* BEGIN *
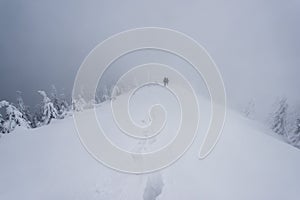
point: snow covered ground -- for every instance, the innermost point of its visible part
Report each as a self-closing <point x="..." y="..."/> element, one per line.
<point x="50" y="163"/>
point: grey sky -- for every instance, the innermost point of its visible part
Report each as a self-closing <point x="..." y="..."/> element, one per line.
<point x="255" y="43"/>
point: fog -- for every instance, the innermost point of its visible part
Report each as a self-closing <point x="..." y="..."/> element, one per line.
<point x="255" y="44"/>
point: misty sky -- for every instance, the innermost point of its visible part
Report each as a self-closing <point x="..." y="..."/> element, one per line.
<point x="255" y="43"/>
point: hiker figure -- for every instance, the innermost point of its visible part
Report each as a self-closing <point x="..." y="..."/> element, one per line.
<point x="166" y="81"/>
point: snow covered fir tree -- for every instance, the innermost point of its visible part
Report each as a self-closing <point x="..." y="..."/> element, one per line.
<point x="279" y="118"/>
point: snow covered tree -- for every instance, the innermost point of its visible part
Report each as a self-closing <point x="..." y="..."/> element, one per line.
<point x="23" y="108"/>
<point x="49" y="112"/>
<point x="250" y="110"/>
<point x="78" y="104"/>
<point x="1" y="124"/>
<point x="105" y="94"/>
<point x="59" y="102"/>
<point x="279" y="118"/>
<point x="13" y="118"/>
<point x="295" y="138"/>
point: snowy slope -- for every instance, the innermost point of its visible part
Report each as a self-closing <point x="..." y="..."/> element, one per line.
<point x="50" y="162"/>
* END *
What you are asked to do: Can you copy the entire listing above line for line, with the picture left out?

The completed task:
point: snow covered ground -- for every instance, the innermost point of its visible part
Report each as a self-closing <point x="..." y="..."/> element, one per line.
<point x="50" y="163"/>
point: grey sky -- for every instance, the innermost point of its visible part
Report each as a self-closing <point x="..." y="..."/> element, one per line.
<point x="255" y="43"/>
point: fog -- for every instance, the innermost point of its visible part
Report each as a self-closing <point x="..." y="..."/> element, one per line.
<point x="255" y="44"/>
point: misty sky -- for every instance, the innermost point of its visible part
Report each as a self-closing <point x="..." y="..."/> element, one per line.
<point x="255" y="43"/>
point: hiker figure -- for every instance, the innermost point of its visible part
Report each as a self-closing <point x="..." y="..."/> element, one per line.
<point x="166" y="81"/>
point: snow covered fir tree -- for every instance, the innermost point of its visible part
Report each as a self-closing <point x="..." y="..."/> element, one per line.
<point x="279" y="118"/>
point: snow covered tree -- for every instance, the innermost point of its visible part
Report each as a self-closing <point x="..." y="..."/> element, one per line.
<point x="23" y="108"/>
<point x="49" y="112"/>
<point x="250" y="110"/>
<point x="78" y="104"/>
<point x="1" y="124"/>
<point x="105" y="94"/>
<point x="59" y="102"/>
<point x="279" y="118"/>
<point x="13" y="118"/>
<point x="295" y="138"/>
point: snowy slope -- for every instance, the innermost point of its visible part
Report each as a self-closing <point x="..." y="..."/> element, one per line.
<point x="50" y="162"/>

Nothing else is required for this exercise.